*Problem to work on:* Would you give again, exactly as written, the lines from the opening of the records to the line with "Category: woman's arm", that line included and pictures excluded?

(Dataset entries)
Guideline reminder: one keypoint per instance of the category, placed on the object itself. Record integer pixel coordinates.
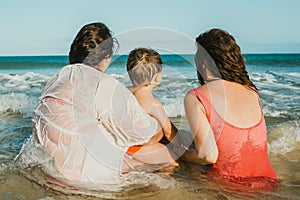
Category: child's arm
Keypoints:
(158, 112)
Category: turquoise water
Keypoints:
(22, 78)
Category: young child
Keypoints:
(144, 67)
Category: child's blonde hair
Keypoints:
(142, 65)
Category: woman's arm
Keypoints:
(205, 144)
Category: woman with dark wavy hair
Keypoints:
(225, 113)
(85, 119)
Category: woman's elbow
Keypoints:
(212, 157)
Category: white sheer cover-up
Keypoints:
(87, 120)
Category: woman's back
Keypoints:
(239, 129)
(236, 104)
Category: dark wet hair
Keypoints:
(227, 56)
(142, 65)
(92, 44)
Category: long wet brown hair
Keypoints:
(92, 44)
(226, 55)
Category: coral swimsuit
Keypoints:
(243, 152)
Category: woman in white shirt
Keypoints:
(86, 119)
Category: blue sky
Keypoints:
(35, 27)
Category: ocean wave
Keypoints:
(22, 82)
(288, 138)
(17, 103)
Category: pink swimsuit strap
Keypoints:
(210, 110)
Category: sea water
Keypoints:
(277, 76)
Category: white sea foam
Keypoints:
(18, 103)
(23, 82)
(288, 138)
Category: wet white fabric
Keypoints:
(87, 120)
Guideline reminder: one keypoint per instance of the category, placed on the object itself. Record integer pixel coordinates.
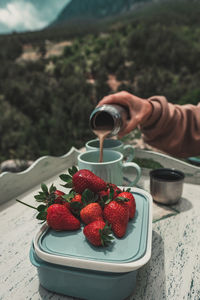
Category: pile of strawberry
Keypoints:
(102, 207)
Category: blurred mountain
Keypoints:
(90, 10)
(28, 15)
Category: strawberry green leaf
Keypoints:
(65, 177)
(52, 189)
(44, 188)
(73, 170)
(69, 196)
(40, 198)
(41, 208)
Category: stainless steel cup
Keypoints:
(166, 185)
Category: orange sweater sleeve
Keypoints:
(174, 129)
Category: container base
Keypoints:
(84, 284)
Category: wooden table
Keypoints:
(173, 271)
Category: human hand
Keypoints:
(139, 109)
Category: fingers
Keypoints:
(122, 98)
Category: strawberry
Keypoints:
(76, 204)
(131, 202)
(116, 212)
(83, 179)
(98, 233)
(60, 218)
(91, 212)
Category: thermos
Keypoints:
(108, 117)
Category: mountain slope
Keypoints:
(86, 10)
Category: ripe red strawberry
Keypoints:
(117, 214)
(91, 212)
(131, 203)
(83, 179)
(98, 233)
(113, 188)
(60, 218)
(76, 204)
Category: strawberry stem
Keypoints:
(26, 204)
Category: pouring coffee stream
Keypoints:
(107, 121)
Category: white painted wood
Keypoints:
(173, 271)
(14, 184)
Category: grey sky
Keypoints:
(25, 15)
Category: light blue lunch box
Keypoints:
(67, 264)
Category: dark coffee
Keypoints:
(167, 175)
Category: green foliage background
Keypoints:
(44, 111)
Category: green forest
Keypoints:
(45, 104)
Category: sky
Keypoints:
(28, 15)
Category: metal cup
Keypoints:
(166, 185)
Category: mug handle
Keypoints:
(128, 152)
(130, 166)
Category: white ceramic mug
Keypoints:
(115, 145)
(111, 169)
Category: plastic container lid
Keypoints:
(70, 248)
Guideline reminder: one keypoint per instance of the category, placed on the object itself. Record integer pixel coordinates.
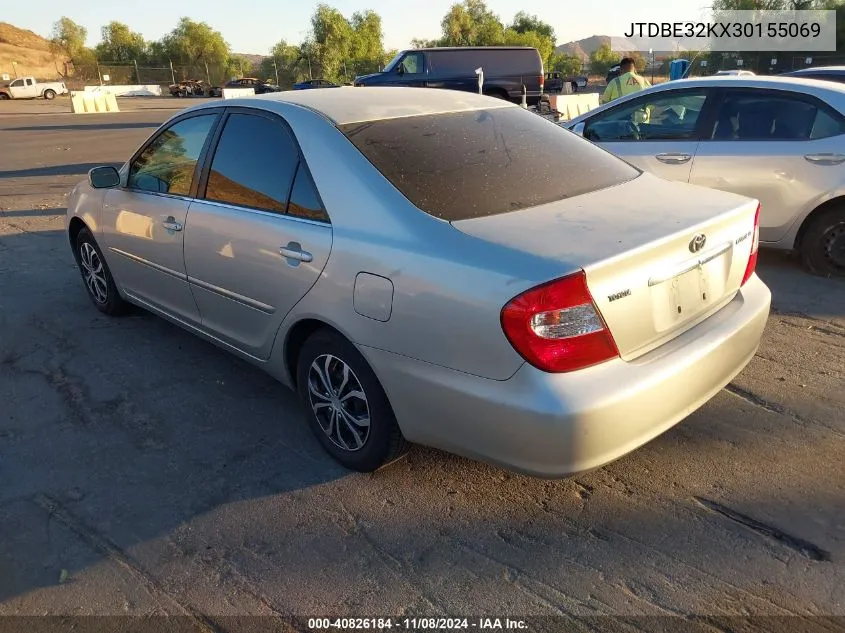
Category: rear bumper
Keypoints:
(553, 425)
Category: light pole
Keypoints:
(651, 54)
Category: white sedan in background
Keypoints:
(780, 140)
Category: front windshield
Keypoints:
(391, 65)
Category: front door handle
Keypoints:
(672, 158)
(294, 251)
(171, 224)
(825, 159)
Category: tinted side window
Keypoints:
(757, 116)
(473, 164)
(827, 125)
(414, 63)
(167, 164)
(253, 165)
(304, 201)
(452, 62)
(658, 117)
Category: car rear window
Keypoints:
(464, 165)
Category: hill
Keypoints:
(583, 48)
(23, 52)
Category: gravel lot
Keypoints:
(146, 472)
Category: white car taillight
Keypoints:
(755, 246)
(557, 327)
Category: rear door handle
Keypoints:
(825, 159)
(294, 251)
(171, 224)
(672, 158)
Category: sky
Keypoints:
(257, 25)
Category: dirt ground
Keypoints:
(145, 472)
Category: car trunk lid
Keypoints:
(659, 257)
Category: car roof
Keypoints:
(471, 48)
(349, 104)
(828, 91)
(819, 69)
(755, 81)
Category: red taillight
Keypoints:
(755, 246)
(557, 328)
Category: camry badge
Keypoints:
(697, 243)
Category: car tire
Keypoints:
(96, 275)
(330, 370)
(823, 244)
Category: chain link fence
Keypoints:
(279, 72)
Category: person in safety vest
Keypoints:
(627, 82)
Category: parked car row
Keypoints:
(30, 88)
(778, 139)
(201, 88)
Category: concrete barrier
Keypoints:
(92, 102)
(234, 93)
(571, 106)
(151, 90)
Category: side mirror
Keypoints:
(104, 177)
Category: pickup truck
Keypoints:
(29, 88)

*Exercise response:*
Guideline reminder: one keypoint per instance of the category, placed on the object itself. Record integer pixel coordinates.
Category: child's arm
Keypoints:
(158, 112)
Category: turquoise water
Keypoints:
(22, 78)
Category: young child
Keypoints:
(144, 67)
Category: child's blonde hair
Keypoints:
(142, 65)
Category: woman's arm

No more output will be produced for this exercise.